Render the rows as a JSON list of strings, one string per line with blank lines left out, starting with the line that contains "the black car" and going on through the last line of the rows.
=====
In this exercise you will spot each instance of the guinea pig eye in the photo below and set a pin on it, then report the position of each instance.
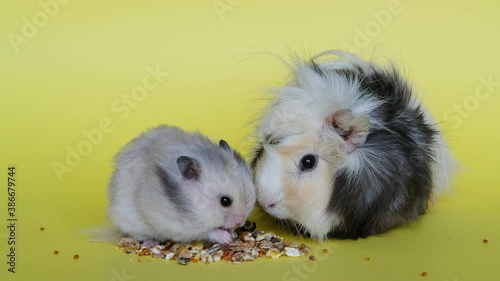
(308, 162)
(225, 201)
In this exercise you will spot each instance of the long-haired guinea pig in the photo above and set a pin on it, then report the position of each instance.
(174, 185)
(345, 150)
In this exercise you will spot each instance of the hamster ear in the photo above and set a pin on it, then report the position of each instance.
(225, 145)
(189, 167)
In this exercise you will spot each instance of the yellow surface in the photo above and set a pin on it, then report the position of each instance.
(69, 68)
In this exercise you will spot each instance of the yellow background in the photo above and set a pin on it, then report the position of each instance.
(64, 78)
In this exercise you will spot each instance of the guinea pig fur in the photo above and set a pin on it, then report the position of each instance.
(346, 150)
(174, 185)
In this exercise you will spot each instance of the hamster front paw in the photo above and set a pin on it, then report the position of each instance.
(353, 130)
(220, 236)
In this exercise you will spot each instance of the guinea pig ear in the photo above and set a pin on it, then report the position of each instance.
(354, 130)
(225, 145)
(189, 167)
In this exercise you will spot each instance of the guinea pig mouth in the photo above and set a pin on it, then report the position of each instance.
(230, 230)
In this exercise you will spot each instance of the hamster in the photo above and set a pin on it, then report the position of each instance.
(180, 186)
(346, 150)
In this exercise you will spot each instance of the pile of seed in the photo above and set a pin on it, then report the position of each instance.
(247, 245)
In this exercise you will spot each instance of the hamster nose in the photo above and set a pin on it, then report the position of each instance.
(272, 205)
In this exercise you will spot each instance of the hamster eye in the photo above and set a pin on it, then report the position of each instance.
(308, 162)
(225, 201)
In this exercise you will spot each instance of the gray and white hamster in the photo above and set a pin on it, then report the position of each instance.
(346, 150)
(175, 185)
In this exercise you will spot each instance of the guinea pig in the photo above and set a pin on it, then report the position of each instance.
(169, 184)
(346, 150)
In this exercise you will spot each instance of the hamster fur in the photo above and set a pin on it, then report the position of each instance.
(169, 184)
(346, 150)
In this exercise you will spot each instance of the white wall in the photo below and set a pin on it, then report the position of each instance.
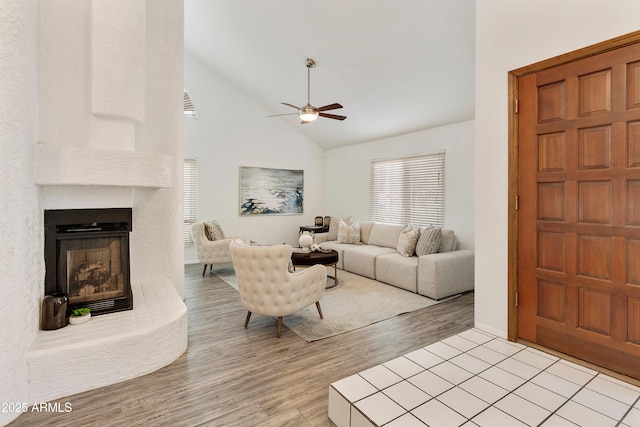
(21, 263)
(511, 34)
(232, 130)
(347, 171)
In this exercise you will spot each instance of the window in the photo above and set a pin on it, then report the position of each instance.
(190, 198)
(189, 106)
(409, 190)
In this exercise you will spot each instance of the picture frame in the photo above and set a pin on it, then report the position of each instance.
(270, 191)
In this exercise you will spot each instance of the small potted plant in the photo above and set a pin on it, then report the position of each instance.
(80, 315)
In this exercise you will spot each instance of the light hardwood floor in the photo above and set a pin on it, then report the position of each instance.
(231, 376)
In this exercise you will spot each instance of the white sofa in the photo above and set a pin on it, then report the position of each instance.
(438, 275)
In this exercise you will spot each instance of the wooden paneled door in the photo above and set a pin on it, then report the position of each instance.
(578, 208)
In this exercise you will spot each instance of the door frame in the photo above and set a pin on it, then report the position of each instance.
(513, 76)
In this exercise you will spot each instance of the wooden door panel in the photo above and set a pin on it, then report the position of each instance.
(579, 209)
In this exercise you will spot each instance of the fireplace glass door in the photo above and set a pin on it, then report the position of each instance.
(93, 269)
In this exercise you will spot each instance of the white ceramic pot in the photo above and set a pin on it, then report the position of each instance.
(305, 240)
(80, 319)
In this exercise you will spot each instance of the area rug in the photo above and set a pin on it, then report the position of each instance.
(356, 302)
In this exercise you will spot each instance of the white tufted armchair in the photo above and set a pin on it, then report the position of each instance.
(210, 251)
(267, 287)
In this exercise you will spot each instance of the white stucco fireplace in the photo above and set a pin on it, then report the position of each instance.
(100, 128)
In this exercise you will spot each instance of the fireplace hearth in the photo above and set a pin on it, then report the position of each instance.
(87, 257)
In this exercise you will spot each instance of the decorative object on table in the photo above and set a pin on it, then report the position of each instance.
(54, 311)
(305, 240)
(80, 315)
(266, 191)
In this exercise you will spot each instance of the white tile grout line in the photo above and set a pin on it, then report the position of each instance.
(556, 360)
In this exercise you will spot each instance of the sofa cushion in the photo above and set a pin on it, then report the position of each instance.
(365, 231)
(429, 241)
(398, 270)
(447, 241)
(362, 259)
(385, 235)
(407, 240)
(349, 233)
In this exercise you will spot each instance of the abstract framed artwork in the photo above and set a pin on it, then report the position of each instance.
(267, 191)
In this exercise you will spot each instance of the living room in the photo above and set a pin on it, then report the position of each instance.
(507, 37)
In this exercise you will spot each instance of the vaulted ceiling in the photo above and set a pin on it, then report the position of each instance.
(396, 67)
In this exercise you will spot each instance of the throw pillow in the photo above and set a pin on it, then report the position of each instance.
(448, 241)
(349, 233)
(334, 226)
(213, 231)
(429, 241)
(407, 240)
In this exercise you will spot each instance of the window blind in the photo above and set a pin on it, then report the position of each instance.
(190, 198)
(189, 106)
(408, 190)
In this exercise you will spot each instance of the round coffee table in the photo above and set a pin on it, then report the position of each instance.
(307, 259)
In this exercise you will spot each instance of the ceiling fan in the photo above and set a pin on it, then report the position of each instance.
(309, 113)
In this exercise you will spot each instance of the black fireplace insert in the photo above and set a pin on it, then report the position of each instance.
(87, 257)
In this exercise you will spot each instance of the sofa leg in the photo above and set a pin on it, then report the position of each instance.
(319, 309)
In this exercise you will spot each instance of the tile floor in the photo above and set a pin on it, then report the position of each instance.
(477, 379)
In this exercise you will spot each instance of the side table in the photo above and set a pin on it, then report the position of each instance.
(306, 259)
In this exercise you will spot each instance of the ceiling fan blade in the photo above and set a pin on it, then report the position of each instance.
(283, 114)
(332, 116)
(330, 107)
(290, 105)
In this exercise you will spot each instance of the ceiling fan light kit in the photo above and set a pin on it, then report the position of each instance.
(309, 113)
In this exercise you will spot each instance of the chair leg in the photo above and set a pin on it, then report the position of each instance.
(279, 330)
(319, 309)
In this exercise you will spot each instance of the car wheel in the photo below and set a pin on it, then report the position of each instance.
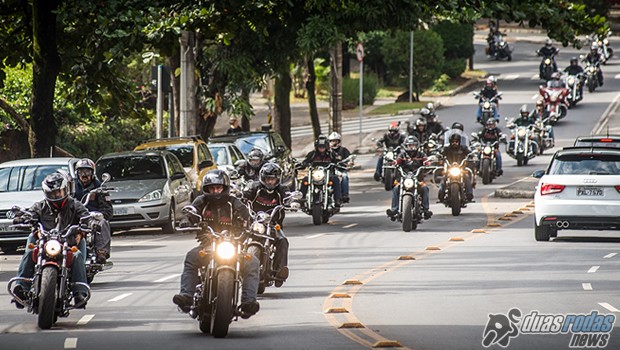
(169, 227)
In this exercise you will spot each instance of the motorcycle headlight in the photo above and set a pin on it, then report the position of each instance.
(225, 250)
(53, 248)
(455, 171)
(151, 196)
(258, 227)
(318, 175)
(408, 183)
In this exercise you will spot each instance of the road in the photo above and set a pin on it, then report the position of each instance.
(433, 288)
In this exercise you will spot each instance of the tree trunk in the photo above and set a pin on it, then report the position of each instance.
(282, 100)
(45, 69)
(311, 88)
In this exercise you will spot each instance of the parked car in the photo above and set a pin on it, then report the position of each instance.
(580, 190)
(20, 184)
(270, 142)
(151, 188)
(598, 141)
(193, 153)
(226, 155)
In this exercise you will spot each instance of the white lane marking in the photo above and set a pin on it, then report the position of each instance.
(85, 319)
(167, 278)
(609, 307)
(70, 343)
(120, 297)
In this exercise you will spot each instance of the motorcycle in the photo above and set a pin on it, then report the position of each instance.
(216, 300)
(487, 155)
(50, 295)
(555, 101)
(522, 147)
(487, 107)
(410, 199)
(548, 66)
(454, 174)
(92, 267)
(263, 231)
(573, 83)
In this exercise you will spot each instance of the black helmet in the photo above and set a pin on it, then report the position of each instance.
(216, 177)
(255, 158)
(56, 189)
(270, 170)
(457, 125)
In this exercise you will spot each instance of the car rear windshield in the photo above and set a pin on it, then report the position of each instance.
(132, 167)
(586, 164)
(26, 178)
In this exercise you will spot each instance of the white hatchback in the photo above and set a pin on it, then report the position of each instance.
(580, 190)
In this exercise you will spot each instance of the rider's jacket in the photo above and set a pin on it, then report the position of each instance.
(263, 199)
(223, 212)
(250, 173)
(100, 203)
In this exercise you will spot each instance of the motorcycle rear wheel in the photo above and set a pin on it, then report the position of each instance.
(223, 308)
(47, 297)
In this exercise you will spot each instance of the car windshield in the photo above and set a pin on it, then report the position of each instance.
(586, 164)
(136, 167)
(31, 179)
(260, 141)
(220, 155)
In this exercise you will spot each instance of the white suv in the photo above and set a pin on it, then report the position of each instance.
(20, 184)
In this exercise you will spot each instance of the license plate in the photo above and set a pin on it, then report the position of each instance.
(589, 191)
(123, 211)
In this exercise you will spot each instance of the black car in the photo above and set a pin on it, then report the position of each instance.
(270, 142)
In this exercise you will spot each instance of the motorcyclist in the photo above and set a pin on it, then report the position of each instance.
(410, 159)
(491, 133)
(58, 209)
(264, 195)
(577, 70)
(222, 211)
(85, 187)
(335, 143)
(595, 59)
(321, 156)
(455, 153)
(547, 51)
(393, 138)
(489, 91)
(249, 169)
=====
Written answer -
[
  "In this exercise you will spot each instance of the black car in the photo above and set a pin on it, then report the position of each instance.",
  "(270, 142)",
  "In this exercise you will spot each instance of the motorcyclist in the photo above and set a pin on it, then report the position of each instance.",
  "(410, 159)",
  "(491, 133)",
  "(58, 209)",
  "(264, 195)",
  "(577, 70)",
  "(222, 211)",
  "(85, 187)",
  "(335, 143)",
  "(595, 59)",
  "(321, 156)",
  "(455, 153)",
  "(547, 51)",
  "(393, 138)",
  "(489, 91)",
  "(249, 169)"
]